PASSAGE ::
..........

Photo by Daniel Brubaker

New safety efforts in schools will be focused on prevention and school climate under a wave of federal grant money that is being awarded based on the recommendations earlier this month by the Federal Commission on School Safety.

The funding, which is based on the suggestions of the final report of the commission, provides about $71.6 million to prevent incidents and increase mental health resources.

It includes funding in the following four areas, according the U.S. Department of Education:

  • The Mental Health Demonstration Grant Program provides $11 million to 27 state agencies and school districts to train and deploy school-based mental health service providers in schools. “It is intended to expand the pipeline of high-quality, trained professionals to address shortages of mental health services in high-need schools and to provide supports that encompass social and emotional learning, mental wellness, resilience, and positive connections between students and adults,” the Education Department says.
  • Project Prevent offers $11.3 million to 15 school districts to increase their capacity to assist schools in communities with pervasive violence, enabling them to “identify, assess, and serve students exposed to pervasive violence, provide mental health services for related trauma or anxiety, support conflict resolution programs, and implement other school-based violence prevention strategies”.

..........

DATA SECTION ::
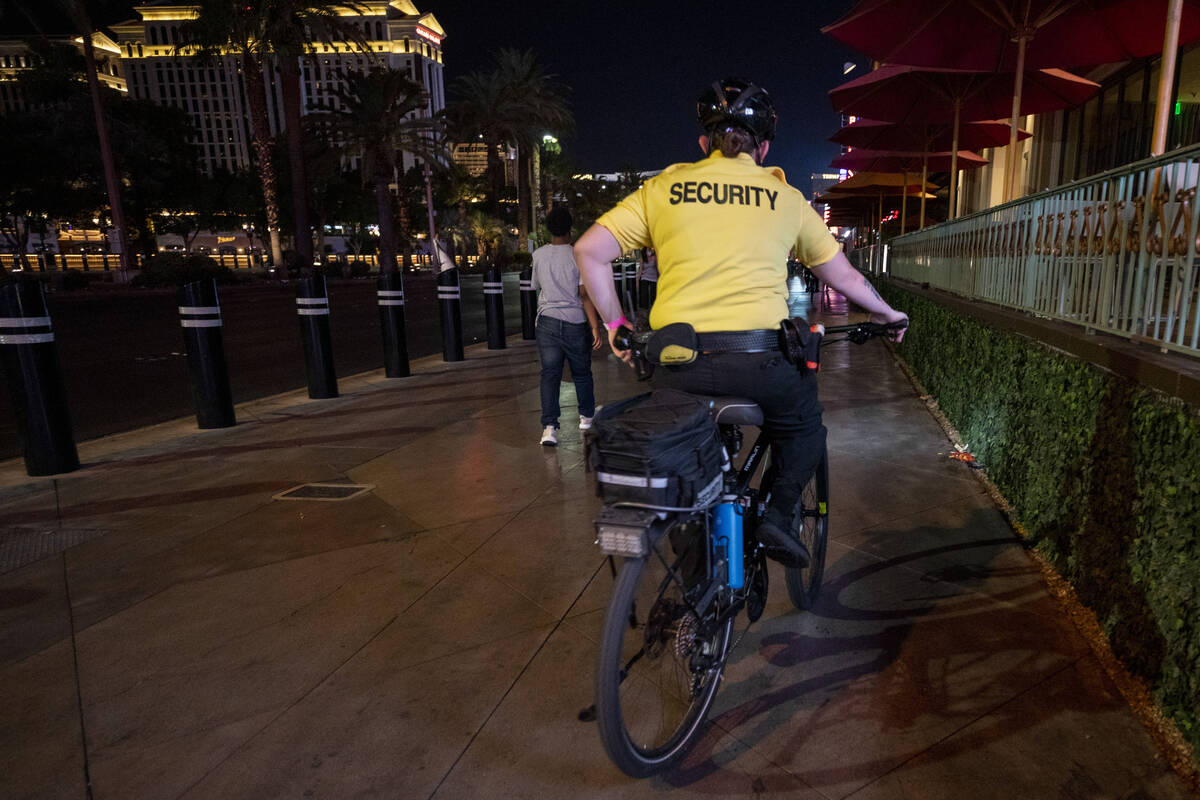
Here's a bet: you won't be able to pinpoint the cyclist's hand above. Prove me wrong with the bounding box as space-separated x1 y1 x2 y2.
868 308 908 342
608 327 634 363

..........

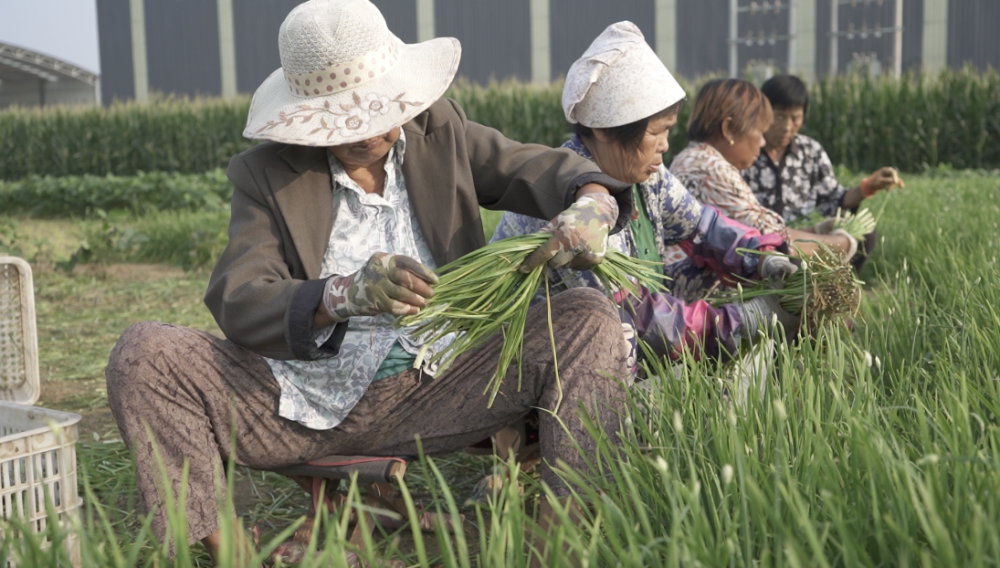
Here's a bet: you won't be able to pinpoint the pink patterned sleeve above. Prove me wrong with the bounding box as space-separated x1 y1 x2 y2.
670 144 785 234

..........

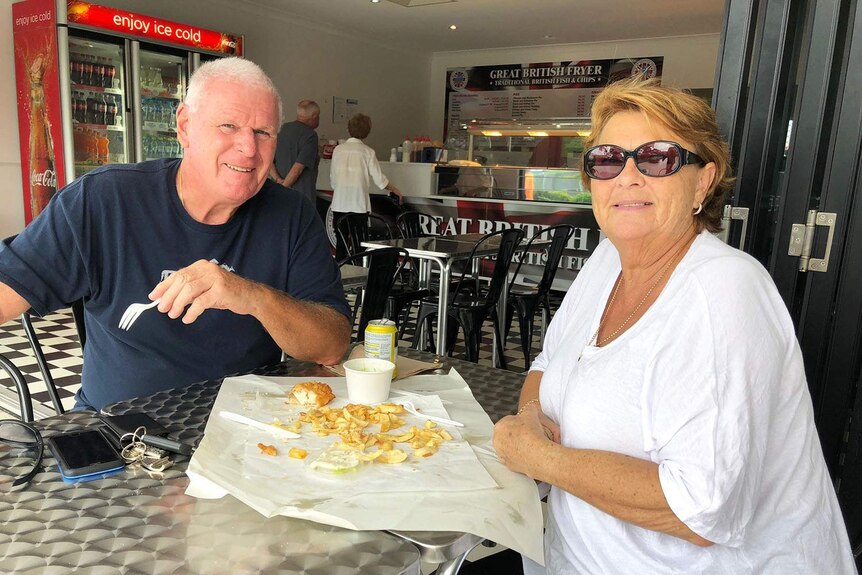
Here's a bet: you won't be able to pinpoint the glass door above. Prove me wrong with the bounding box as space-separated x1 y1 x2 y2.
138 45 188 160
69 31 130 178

..........

PROBLEM DETAILS ::
Reproduce the section of the school safety grants passage starting at "Photo by Daniel" and ending at "on School Safety.". The records were taken from a different source than the school safety grants passage.

WORKED ANSWER ::
Photo by Daniel Brubaker

New safety efforts in schools will be focused on prevention and school climate under a wave of federal grant money that is being awarded based on the recommendations earlier this month by the Federal Commission on School Safety.